> Objectif visé
Poursuivez, s'il vous plaît, l'article sur les soins onco-esthétiques à partir de sa dernière phrase.

> Texte source
*-*-*

Deux années pendant lesquelles son corps a “constamment souffert”. “Les traitements sont invasifs et font perdre au patient une part de son identité. En perdant ses cheveux, ses sourcils, ses cils, il perd confiance en l’image qu’il renvoie, en son corps”, explique la socio-esthéticienne. Un corps “transformé, malmené, meurtri, parfois mutilé”, poursuit-elle. Les soins permettent au patient de, lentement, se le “réapproprier”.

“Par le toucher, on l’aide à reprendre possession de son corps. Il sent alors que ce corps existe.”
Caroline Delvaux, onco-esthéticienne

“On sait trop bien qu’il existe parce qu’il nous a fait horriblement mal, réagit Silvana. On doit constamment se battre. Mais les soins apportent un répit dans ce chemin de lutte”.

Un accompagnement au-delà des soins...

“La priorité, c’est le bien-être du patient”, résume Caroline Delvaux tout en faisant promener ses doigts experts sur le visage de Silvana. Ce bien-être guide le moindre de ses gestes, la moindre parole qu’elle prononce. Le protocole appliqué dans ce cadre est quelque peu différent d’un soin esthétique classique.

Au-delà des soins à proprement parlé, l’accent est mis sur la relation. Une certaine intelligence émotionnelle.

“Cela va plus loin que l’acte de soin. Quand les émotions surviennent, on y accorde de l’attention, on prend le temps nécessaire pour être là pour le patient”.
Caroline Delvaux, onco-esthéticienne

Ce fut le cas lorsqu’elle a rasé le crâne d’une patiente, se souvient-elle.

Et du traitement

Parce que les effets se font encore sentir après le traitement, la continuité des soins onco-esthétiques est “une nécessité”. Physiquement mais aussi moralement. “En post-traitement, cela apporte une certaine sécurité en plus de soulager le patient, qui subit encore certains effets secondaires”, précise Caroline Delvaux.

Alors qu’elle sort de deux années de chimio, Silvana remet les pieds à l’hôpital. Et ce ne sont pas les mauvais souvenirs, que ce lieu évoque. Au contraire, elle sent cette sécurité évoquée par l’onco-esthéticienne.

*-*-*

> Données sources
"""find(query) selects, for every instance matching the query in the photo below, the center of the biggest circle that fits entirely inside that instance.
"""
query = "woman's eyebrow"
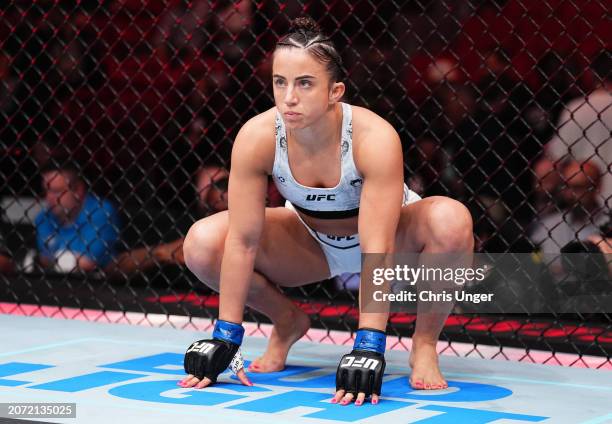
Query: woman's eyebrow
(296, 78)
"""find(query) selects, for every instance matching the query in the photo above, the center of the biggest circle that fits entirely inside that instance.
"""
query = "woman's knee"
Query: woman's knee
(203, 249)
(449, 225)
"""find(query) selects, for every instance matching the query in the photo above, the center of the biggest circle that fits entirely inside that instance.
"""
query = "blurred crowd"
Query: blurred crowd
(504, 105)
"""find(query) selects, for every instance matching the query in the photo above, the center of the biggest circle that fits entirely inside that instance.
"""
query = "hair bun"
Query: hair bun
(306, 24)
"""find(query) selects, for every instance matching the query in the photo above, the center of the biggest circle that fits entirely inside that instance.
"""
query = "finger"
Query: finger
(205, 382)
(192, 382)
(186, 379)
(360, 398)
(338, 396)
(347, 399)
(244, 379)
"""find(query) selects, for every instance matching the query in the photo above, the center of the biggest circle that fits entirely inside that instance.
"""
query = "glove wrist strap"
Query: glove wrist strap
(229, 332)
(371, 340)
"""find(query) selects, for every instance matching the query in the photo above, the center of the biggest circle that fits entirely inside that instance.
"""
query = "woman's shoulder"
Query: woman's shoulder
(256, 140)
(366, 121)
(261, 125)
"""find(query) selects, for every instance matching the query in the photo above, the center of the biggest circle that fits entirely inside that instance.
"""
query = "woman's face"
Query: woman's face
(302, 88)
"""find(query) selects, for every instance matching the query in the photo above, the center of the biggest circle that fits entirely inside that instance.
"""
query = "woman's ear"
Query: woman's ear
(336, 92)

*-*-*

> Résultat obtenu
“Lorsqu’on m’a déconnectée, après ma dernière chimio, je me suis écroulée. Je me suis sentie lâchée. Revenir ici, c’est un besoin.
Silvana, patiente

Du jour au lendemain, il n’y a plus rien. En revenant dans cet environnement familier, je revois des visages connus, ceux des personnes que j’ai côtoyées pendant deux ans et qui connaissent mon parcours”.

Cécile Van Parijs, qui a connu cette situation, confirme que “le retour à la normalité peut être difficile”. L’accompagnement dont elle est la cheville ouvrière est dès lors là pour aider le patient, à présent guéri, à atterrir en douceur.

Combler le manque

Aujourd’hui, le réseau se compose d’une trentaine de praticiens : des esthéticien.nes spécialisé.es en oncologie ou onco-esthéticien.nes, des massothérapeutes spécialisé.es en onco-massages, des pédicures médicales également spécialisé.es en oncologie, ainsi que des praticien.nes pour tout ce qui concerne la coiffure et la dermographie correctrice (maquillage semi-permanent, gestion des cicatrices, tatouage 3D des aréoles mammaires…).

Le réseau s’est donné pour mission première de compléter l’offre de soins présente en milieu hospitalier. Aux personnes qui ne désirent pas se faire accompagner à l’hôpital (environ un quart des patients), il permet une prise en charge chez elles ou en cabinet privé. Il s’adresse aussi aux patients traités dans un établissement ne disposant pas de cette offre de soins bien-être. En Belgique, seuls 15 % des hôpitaux offrent ce type d’acompagnement.

Si en hôpital, l’offre de soins est gratuite car souvent financée par des mécènes, en cabinet privé ou lors de soins à domicile, le service devient payant mais ne peut dépasser 40 à 50 € pour une heure de soins. Des démarches ont été entreprises auprès des mutuelles pour obtenir un remboursement partiel.

Encore jeune, l’initiative a déjà reçu le soutien de plusieurs médecins - et non des moindres.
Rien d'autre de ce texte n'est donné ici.